Objective 1: Copy out the records from the line that contains "of the scrambled" to the line that contains "(567, 1247)", including both of those lines.

Supplied text:
======

Hi,
I have a question regarding the copy behavior option merge when it comes to use data lake as a sink in a copy activity.
Let's assume we have the following 2 csv files
File 1:
1, John
2, Sarah
File 2:
3, Bob
4, Janet
If I pick these 2 files as my source and try to merge them into a file named FinalFile.csv, I understand that the rows may not be in a sequential order. For example, having something like:
1, John
3, Bob
2, Sarah
4, Janet
My understanding is that the merge behavior doesn't really guarantee that files are merged in a sequential manner and records may be mixed.
Let's now say that I'm picking File2 as my source and File1 as my sink. I'd kind of expect that the final output would be:
1, John
2, Sarah
3, Bob
4, Janet
since we're using a file with content already in it and just merging one source file. However, it does seem that only rows from File2 will be there and rows that were on the file are gone. Basically, it seems that it does an overwrite and not an append.

======

Provided entries:

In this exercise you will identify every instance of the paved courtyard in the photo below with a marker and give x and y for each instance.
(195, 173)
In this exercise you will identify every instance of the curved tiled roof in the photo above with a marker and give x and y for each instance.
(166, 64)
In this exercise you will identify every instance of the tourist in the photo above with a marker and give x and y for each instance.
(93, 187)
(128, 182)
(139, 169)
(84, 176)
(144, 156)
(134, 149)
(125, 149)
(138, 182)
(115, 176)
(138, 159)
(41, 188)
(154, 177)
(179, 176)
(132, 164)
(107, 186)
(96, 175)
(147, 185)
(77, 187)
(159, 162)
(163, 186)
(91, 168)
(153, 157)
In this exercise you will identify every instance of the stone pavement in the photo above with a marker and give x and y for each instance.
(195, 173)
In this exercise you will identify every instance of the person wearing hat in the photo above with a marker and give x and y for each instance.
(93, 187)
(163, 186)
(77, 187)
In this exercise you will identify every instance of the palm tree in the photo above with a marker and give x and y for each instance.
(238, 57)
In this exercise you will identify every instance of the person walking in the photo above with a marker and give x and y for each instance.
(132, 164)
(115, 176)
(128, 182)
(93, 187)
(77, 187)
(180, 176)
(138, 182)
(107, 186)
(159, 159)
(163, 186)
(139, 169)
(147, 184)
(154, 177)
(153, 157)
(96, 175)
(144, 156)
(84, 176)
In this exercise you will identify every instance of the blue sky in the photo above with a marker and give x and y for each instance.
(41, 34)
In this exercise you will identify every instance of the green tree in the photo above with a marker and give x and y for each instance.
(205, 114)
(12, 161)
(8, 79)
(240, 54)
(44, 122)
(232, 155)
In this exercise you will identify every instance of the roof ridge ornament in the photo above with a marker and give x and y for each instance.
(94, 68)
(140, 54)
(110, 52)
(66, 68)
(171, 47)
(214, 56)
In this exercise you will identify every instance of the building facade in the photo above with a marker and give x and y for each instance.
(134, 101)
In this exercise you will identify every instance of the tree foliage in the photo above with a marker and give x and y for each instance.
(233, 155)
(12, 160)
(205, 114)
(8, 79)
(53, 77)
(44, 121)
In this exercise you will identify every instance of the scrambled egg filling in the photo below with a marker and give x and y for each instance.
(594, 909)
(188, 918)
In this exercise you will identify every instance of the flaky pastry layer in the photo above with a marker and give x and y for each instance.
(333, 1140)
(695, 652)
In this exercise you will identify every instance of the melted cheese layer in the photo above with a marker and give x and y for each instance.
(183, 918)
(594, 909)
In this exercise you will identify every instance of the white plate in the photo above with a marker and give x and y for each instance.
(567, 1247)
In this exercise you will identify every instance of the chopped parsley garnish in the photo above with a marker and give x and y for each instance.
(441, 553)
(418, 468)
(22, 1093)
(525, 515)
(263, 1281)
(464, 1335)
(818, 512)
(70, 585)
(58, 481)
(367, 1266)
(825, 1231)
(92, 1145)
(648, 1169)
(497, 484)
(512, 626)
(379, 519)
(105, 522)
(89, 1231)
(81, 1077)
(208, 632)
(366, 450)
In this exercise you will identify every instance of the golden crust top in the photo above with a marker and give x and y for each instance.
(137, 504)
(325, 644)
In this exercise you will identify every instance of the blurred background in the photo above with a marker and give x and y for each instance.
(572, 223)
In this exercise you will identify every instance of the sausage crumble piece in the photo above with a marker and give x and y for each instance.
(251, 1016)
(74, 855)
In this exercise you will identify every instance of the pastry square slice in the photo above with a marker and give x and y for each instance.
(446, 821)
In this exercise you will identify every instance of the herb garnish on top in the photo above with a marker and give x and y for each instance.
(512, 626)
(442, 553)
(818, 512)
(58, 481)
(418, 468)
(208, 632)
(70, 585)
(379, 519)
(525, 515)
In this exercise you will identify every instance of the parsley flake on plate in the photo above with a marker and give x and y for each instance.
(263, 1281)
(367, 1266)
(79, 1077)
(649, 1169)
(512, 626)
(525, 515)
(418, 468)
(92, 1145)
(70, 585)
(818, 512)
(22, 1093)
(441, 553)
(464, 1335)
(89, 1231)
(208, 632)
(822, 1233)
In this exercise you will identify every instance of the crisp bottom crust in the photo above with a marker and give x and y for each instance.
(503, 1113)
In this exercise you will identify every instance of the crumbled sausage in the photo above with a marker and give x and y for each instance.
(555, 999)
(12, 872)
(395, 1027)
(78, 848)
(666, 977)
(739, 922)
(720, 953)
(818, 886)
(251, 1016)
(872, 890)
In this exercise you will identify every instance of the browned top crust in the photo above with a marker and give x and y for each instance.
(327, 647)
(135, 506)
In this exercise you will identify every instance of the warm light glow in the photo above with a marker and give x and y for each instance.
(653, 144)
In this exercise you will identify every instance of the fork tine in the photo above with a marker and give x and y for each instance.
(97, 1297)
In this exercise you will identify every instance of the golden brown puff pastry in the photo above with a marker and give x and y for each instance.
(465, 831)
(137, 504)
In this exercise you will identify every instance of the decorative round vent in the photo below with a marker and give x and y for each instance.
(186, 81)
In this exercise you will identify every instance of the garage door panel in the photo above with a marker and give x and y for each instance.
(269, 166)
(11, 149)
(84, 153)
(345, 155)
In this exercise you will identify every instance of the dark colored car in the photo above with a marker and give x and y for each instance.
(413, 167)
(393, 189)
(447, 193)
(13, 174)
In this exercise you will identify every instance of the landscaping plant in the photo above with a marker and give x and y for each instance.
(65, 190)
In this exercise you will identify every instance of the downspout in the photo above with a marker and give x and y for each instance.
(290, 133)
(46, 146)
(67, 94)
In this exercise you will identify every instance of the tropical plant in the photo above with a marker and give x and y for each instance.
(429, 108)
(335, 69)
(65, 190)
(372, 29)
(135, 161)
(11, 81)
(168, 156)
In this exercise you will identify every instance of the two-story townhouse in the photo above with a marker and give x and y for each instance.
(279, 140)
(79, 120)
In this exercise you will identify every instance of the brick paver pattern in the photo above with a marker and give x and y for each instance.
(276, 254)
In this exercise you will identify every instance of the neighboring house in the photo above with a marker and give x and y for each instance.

======

Objective 2: Pick up the forum post about merging files with a data lake sink in a copy activity, and continue it from where it stops.

Exercise output 1:
In this exercise you will identify every instance of the scrambled egg filling in the photo below with a marker and give x and y for each instance.
(594, 909)
(188, 918)
In this exercise you will identify every instance of the flaky pastry layer in the photo above with a marker and give x and y for each instance.
(333, 1140)
(695, 652)
In this exercise you will identify every instance of the melted cheese layer in the photo above with a marker and give x and y for each instance.
(183, 918)
(594, 909)
In this exercise you will identify every instance of the white plate in the photo above with a marker and give x and y for each instance.
(567, 1247)

Exercise output 2:
Question: based on what I mentioned above, is there any way to guarantee the order of the records using the copy activity? I'm aware that I could potentially use a data flow or an Azure Function to achieve this but don't really want to go down that route unless there's no other option. I guess one potential option (which I haven't tried yet) is to provide a file with a list of file to the source of the copy activity and set the degree of parallelism to 1, hoping it would merge files by the order they're in the file with the filenames. However, not really keen on this option.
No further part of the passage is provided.